(none) || (none)
UAI
Publicidade

Estado de Minas ARTES CÊNICAS

Depois de acidente quase fatal, atores refazem a cena do trauma em peça

"Senta que o leão é manso", que estreia nesta sexta (28/10), revisita acidente sofrido por Kelly Crifer em número de circo em dupla com Getúlio Ramalho


25/10/2022 04:00 - atualizado 24/10/2022 22:20

Montagem com os atores Kelly Crifer e Getúlio Ramalho, vestidos de malha branca, executando movimentos de contorcionismo
Kelly Crifer se acidentou e ficou em coma quando executava número circense em dupla com Getúlio Ramalho. Atores decidiram contar a história dessa experiência (foto: André Veloso/ divulgação)
 
 
Um espetáculo autobiográfico, que abarca a ideia do teatro-documentário e que mistura diversas linguagens é o que o público poderá conferir a partir da próxima sexta-feira (28/10), quando estreia no CCBB-BH “Senta que o leão é manso”. 

Em cena, a atriz Kelly Crifer e o dançarino Getúlio Ramalho revivem uma experiência traumática ocorrida em 2001 e que, de certa forma, determinou os rumos que suas trajetórias artísticas seguiram a partir de então.

-- TAREFA DO EXERCÍCIO --
Atualize o trecho da reportagem sobre a peça que começa em "Montagem com os" e segue até "partir de então.", trocando "espetáculo" por "trabalho".

-- MATERIAL FORNECIDO --

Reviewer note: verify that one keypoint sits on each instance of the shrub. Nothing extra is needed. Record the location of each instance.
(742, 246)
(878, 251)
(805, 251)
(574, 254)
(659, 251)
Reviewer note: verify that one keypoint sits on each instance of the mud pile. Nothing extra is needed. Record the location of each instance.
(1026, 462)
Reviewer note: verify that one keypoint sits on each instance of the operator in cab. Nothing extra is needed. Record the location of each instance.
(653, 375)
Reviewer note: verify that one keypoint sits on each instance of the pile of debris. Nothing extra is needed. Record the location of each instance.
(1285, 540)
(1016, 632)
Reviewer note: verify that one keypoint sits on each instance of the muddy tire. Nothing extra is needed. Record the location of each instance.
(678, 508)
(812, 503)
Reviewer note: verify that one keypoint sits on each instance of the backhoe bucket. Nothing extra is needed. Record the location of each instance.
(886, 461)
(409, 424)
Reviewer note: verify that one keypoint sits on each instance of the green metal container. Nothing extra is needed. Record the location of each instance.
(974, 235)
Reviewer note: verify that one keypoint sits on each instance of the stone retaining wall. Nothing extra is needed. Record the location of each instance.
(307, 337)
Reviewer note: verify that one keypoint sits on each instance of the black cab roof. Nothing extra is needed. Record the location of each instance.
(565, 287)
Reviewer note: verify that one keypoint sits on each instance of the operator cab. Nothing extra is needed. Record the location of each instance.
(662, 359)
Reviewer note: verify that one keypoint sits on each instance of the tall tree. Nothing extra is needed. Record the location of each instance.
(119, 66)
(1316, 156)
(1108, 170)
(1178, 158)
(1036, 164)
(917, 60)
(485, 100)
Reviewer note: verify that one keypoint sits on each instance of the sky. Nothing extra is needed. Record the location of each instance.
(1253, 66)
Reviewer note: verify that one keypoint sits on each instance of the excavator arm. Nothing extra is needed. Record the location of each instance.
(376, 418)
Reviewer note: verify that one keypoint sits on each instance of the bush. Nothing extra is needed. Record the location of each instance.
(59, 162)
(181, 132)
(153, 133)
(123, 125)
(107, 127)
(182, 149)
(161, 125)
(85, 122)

-- RESPOSTA ESCRITA --
Montagem com os atores Kelly Crifer e Getúlio Ramalho, vestidos de malha branca, executando movimentos de contorcionismo
Kelly Crifer se acidentou e ficou em coma quando executava número circense em dupla com Getúlio Ramalho. Atores decidiram contar a história dessa experiência (foto: André Veloso/ divulgação)
 
 
Um trabalho autobiográfico, que abarca a ideia do teatro-documentário e que mistura diversas linguagens é o que o público poderá conferir a partir da próxima sexta-feira (28/10), quando estreia no CCBB-BH “Senta que o leão é manso”. 

Em cena, a atriz Kelly Crifer e o dançarino Getúlio Ramalho revivem uma experiência traumática ocorrida em 2001 e que, de certa forma, determinou os rumos que suas trajetórias artísticas seguiram a partir de então.